Top of SUPPLIED TEXT
Varuzhan Hoktanian, the head of Armenia’s leading anticorruption watchdog, which is affiliated with Transparency International, was more specific, telling RFE/RL that reports his NGO had received “lead us to conclude that vote bribes are mainly paid by the ruling party.”
He described vote-buying as “a really serious problem.”
Other Armenian media, too, reported suspected widespread vote-buying and decried as lacking credibility pledges by senior officials — such as police chief Vladimir Gasparian — to combat such abuses.
The HHK was, however, not the only party that sought to win over voters by offering material incentives.
Bargavach Hayastan, which is headed by wealthy businessman Gagik Tsarukian, also promised such benefits, for which the party received a formal reprimand in early March from the Central Election Commission.
The newspaper Hraparak described how “desperately poor” people “besieged” Tsarukian at his meetings with voters to beg for financial assistance. (The party placed second, with 31 parliament mandates.)
The initial assessment of the election by the international observer mission said that “some government officials indicated that vote-buying had become an entrenched part of political culture, stating that accepting money or other benefits in exchange for votes was often justified by extreme poverty and lack of economic opportunities.”
In the wake of the vote, HHK spokesman Eduard Sharmazanov implicitly admitted that vote-buying had taken place, while insisting that it did not have “a substantial impact” on the outcome of the ballot. That latter assertion is open to question, however. The opposition bloc Yelk (Way Out), which placed third with nine parliament mandates, claimed in an April 4 statement that “tens of thousands of citizens were involved in the chain of vote-bribe distribution and acceptance.”
Bottom of SUPPLIED TEXT
**WHAT TO WORK ON**
[1] Please list every person named in the passage on Armenian vote-buying.
[2] Answer these from the passage on Armenian vote-buying:
(a) Which body gave Bargavach Hayastan a formal reprimand?
(b) How many parliament mandates did Bargavach Hayastan win?
(c) On what date did the Yelk bloc issue its statement?
[3] Print the portion of the passage on Armenian vote-buying between "Other Armenian media, too, reported" and "31 parliament mandates.)", inclusive.
The records are separate material, not part of the passage on Armenian vote-buying.
Top of RECORDED INFORMATION
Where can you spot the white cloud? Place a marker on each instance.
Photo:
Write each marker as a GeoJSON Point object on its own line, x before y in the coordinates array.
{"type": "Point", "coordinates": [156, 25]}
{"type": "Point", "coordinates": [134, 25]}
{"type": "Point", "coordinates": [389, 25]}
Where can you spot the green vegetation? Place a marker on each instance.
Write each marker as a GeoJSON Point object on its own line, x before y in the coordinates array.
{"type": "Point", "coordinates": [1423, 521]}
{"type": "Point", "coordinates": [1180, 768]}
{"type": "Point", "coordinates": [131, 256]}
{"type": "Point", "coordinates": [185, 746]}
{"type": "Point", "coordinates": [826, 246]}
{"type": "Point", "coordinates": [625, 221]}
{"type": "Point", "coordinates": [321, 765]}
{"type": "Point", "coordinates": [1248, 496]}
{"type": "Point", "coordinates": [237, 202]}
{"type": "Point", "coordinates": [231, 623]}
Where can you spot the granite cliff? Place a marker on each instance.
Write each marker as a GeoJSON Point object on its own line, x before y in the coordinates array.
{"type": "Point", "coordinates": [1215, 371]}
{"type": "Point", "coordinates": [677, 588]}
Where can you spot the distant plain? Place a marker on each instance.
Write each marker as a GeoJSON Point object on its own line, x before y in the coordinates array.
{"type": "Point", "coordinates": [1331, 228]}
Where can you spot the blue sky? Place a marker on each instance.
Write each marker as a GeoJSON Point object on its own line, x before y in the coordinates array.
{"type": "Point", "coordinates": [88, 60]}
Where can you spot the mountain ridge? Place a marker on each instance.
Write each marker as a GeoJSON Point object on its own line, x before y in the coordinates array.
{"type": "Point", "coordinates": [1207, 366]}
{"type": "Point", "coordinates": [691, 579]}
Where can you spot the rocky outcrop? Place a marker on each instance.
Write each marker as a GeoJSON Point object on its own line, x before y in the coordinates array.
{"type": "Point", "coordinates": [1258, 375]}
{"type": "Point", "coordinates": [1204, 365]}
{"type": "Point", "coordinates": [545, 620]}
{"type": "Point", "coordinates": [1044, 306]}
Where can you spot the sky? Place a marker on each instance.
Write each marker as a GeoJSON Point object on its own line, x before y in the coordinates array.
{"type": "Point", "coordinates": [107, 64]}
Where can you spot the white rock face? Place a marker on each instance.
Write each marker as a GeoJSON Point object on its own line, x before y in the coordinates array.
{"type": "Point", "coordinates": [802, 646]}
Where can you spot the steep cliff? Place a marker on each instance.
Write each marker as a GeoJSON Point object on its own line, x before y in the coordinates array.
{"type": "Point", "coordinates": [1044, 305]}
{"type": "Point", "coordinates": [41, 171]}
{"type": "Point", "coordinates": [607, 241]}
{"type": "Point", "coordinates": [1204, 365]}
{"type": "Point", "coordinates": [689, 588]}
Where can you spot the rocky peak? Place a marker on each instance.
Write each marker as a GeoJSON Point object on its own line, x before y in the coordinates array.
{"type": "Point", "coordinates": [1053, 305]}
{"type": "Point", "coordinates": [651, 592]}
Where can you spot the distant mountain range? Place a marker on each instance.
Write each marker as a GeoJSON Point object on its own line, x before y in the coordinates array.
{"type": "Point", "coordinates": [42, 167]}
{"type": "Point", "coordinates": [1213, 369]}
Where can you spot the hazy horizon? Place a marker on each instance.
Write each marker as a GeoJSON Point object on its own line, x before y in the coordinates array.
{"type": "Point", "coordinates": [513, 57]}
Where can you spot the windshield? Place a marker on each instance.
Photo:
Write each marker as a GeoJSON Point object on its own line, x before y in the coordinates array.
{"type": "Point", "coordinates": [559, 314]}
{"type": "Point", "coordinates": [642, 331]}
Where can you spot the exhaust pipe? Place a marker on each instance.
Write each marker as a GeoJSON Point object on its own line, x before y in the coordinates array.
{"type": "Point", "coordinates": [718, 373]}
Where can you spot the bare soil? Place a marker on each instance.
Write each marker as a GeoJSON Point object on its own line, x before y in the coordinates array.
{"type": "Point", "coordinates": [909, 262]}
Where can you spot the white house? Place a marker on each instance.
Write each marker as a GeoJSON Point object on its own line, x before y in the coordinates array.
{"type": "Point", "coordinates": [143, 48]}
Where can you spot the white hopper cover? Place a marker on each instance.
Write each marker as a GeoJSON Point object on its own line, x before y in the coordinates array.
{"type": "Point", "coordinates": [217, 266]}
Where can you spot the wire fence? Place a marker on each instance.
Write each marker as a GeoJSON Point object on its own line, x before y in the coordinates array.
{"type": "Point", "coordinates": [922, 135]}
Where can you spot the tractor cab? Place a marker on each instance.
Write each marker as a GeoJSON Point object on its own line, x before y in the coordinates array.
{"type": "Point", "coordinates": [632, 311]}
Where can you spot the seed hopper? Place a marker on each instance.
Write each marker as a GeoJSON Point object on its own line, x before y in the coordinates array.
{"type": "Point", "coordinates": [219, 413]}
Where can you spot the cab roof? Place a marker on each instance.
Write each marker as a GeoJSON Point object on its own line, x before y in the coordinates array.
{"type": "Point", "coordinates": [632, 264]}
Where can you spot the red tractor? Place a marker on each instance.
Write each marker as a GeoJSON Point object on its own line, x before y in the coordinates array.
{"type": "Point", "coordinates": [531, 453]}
Bottom of RECORDED INFORMATION
**EXERCISE SOLUTIONS**
[1]
Varuzhan Hoktanian
Vladimir Gasparian
Gagik Tsarukian
Eduard Sharmazanov

[2]
(a) The Central Election Commission
(b) 31
(c) April 4

[3]
Other Armenian media, too, reported suspected widespread vote-buying and decried as lacking credibility pledges by senior officials — such as police chief Vladimir Gasparian — to combat such abuses.
The HHK was, however, not the only party that sought to win over voters by offering material incentives.
Bargavach Hayastan, which is headed by wealthy businessman Gagik Tsarukian, also promised such benefits, for which the party received a formal reprimand in early March from the Central Election Commission.
The newspaper Hraparak described how “desperately poor” people “besieged” Tsarukian at his meetings with voters to beg for financial assistance. (The party placed second, with 31 parliament mandates.)